3. Nella forma del battesimo si esprime la persona del ministro
e la sua azione, dicendo: "Io ti battezzo". Ma nelle suddette
parole non c'è allusione alcuna alla persona del ministro né alla
sua azione. Dunque non è conveniente la forma di questo sacramento.
4. La forma del sacramento basta da sola a fare il sacramento,
cosicché il sacramento del battesimo si può conferire a volte con
le sole parole della forma, tralasciando tutte le altre. Se dunque
le suddette parole sono la forma di questo sacramento, sarà possibile eventualmente celebrare questo sacramento proferendo queste
parole soltanto, omettendo tutte le altre che si dicono nella messa.
Ciò tuttavia è falso, perché, se si omettessero le altre, le suddette
parole s'intenderebbero come se il sacerdote le pronunziasse in
nome proprio, mentre il pane e il vino non si convertono nel corpo
e nel sangue del sacerdote. Perciò le parole suddette non sono la
forma di questo sacramento.
IN CONTRARIO: S. Ambrogio scrive:
"La consacrazione si fa
con le parole e le affermazioni del Signore Gesù. Infatti con tutte
le altre parole si loda Dio, si supplica per il popolo, per i re, per
tutti gli altri. Ma quando compie il venerabile sacramento, il
sacerdote non si serve più delle proprie espressioni, bensì delle
parole di Cristo. Perciò è la parola di Cristo che compie questo
sacramento".
RISPONDO: Questo sacramento differisce dagli altri sacramenti
in due cose. Primo, per il fatto che si compie mediante la consacrazione della materia; mentre gli altri sacramenti si compiono
mediante l'uso della materia consacrata. - Secondo, per il fatto
che negli altri sacramenti la consacrazione della materia consiste
solo in una benedizione, per la quale la materia consacrata riceve
strumentalmente una virtù spirituale che dal ministro, strumento
animato, può passare in strumenti inanimati. Al contrario in
questo sacramento la consacrazione della materia consiste in una
miracolosa conversione della sostanza, che Dio solo può compiere. Perciò nel fare questo sacramento il ministro non ha altro ufficio
che quello di proferire le parole.

--------------------------------

### [COMPITO ASSEGNATO A]
Secondo il brano selezionato, in che cosa consiste la consacrazione della materia negli altri sacramenti?

### [DATI FORNITI]
--------------------------------

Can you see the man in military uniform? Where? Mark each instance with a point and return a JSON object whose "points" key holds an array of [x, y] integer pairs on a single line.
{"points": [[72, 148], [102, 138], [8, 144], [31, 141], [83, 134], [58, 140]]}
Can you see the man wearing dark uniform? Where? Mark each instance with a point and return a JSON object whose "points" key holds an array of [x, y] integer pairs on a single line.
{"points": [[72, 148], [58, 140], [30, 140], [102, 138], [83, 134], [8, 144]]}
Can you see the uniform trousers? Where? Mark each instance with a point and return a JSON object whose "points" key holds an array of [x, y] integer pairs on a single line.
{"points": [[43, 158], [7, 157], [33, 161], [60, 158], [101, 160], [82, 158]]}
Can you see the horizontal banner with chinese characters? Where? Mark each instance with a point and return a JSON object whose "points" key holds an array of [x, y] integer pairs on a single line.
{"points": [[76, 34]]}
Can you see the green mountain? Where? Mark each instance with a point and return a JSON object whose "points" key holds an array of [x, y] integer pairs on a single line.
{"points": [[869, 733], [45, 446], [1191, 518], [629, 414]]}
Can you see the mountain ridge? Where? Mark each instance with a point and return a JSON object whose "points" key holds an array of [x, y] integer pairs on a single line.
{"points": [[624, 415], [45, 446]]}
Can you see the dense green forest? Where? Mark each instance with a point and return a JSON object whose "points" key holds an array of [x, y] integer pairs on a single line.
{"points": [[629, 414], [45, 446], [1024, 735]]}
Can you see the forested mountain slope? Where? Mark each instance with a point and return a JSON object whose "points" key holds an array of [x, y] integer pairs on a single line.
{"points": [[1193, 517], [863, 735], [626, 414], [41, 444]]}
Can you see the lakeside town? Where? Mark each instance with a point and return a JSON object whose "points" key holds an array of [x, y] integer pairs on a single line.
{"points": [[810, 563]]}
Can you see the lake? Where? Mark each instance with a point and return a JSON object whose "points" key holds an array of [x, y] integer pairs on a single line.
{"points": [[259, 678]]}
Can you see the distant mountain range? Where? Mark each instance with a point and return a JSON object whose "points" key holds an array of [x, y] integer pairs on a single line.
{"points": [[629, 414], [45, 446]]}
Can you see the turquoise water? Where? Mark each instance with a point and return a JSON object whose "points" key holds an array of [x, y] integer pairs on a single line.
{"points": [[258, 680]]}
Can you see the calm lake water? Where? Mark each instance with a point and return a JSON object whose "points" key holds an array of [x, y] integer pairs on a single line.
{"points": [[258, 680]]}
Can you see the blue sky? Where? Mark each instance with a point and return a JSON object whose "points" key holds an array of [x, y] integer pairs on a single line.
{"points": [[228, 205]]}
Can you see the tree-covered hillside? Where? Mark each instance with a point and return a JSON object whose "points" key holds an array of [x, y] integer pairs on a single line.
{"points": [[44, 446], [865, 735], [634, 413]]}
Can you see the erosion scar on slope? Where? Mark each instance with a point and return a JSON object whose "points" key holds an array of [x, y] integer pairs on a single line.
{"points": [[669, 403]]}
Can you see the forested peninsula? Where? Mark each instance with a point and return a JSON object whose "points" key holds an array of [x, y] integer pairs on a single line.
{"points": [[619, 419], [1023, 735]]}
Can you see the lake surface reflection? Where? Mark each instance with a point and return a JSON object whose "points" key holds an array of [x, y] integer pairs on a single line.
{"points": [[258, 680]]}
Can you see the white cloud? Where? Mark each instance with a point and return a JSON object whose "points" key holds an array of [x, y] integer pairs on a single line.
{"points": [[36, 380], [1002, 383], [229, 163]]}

--------------------------------

### [COMPITO ASSEGNATO B]
Raccogli tutte le righe che contengono la parola "slope".

### [RISULTATO A]
Consiste solo in una benedizione.

### [RISULTATO B]
Can you see the forested mountain slope? Where? Mark each instance with a point and return a JSON object whose "points" key holds an array of [x, y] integer pairs on a single line.
Can you see the erosion scar on slope? Where? Mark each instance with a point and return a JSON object whose "points" key holds an array of [x, y] integer pairs on a single line.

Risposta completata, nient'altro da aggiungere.